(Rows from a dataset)
--------------------
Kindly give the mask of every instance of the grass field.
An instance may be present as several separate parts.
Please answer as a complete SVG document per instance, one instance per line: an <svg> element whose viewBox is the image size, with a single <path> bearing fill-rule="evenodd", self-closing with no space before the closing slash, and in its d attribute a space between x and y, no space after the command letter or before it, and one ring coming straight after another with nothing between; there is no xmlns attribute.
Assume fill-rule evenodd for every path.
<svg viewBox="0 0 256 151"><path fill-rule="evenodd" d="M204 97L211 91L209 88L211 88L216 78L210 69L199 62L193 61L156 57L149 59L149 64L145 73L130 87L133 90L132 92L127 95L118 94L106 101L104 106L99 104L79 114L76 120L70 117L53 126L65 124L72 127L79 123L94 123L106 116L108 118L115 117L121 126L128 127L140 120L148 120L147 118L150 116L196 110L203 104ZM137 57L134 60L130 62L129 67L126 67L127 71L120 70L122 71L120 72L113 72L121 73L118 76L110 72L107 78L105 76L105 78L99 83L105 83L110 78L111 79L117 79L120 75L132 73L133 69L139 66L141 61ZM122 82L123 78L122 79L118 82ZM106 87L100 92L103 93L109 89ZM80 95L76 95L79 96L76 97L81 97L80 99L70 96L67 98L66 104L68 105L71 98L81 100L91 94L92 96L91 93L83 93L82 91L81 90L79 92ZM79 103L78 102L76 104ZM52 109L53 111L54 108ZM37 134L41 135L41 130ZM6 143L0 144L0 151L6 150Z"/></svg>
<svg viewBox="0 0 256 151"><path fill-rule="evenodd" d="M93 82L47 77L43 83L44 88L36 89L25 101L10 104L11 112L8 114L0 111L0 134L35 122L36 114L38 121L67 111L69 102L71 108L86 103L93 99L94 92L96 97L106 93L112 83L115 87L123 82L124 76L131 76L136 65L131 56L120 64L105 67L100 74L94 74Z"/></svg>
--------------------
Lay out each line of the material above as a Markdown table with two columns, Line and Text. Number the rows in order and skip any blank lines.

# [Output for this task]
| Line | Text |
|---|---|
| 1 | Kindly give the mask of every instance of the grass field. |
| 2 | An instance may be present as several separate parts. |
| 3 | Please answer as a complete SVG document per instance, one instance per line: an <svg> element whose viewBox is the image size, with a single <path> bearing fill-rule="evenodd", self-closing with no space before the closing slash, and in its d attribute a space between x and y, no space after the command letter or before it, and one ring coming straight after another with nothing between; there is no xmlns attribute. |
| 4 | Assume fill-rule evenodd for every path. |
| 5 | <svg viewBox="0 0 256 151"><path fill-rule="evenodd" d="M204 97L211 91L209 88L211 88L216 78L210 69L199 62L193 61L156 57L149 59L149 64L145 73L130 87L133 90L132 92L127 95L118 94L106 101L104 106L99 104L79 114L76 120L70 117L53 126L65 124L72 127L79 123L94 123L106 116L108 118L115 117L121 126L128 127L140 120L148 120L147 118L150 116L196 110L203 104ZM137 57L134 60L130 62L129 67L126 67L127 71L120 70L122 71L120 72L113 72L121 73L118 76L110 72L107 78L105 76L105 78L99 83L105 83L110 78L111 79L117 79L120 75L132 73L133 69L139 66L141 61ZM122 82L123 78L122 79L118 82ZM106 87L100 92L103 93L109 89ZM80 95L76 95L79 96L76 97L81 97L80 99L70 96L67 98L66 104L68 105L71 98L81 100L91 94L92 96L91 93L83 93L82 91L81 90L79 92ZM79 103L78 102L76 104ZM52 109L53 111L54 108ZM37 134L41 135L41 130ZM6 143L0 144L0 151L6 150Z"/></svg> |
| 6 | <svg viewBox="0 0 256 151"><path fill-rule="evenodd" d="M93 82L47 77L43 83L44 88L36 89L25 101L10 104L11 112L8 114L0 111L0 134L35 122L36 114L38 121L67 111L69 102L71 108L86 103L93 99L94 92L96 97L106 93L112 83L115 87L123 82L124 76L131 76L136 65L131 56L120 64L105 67L100 74L94 74Z"/></svg> |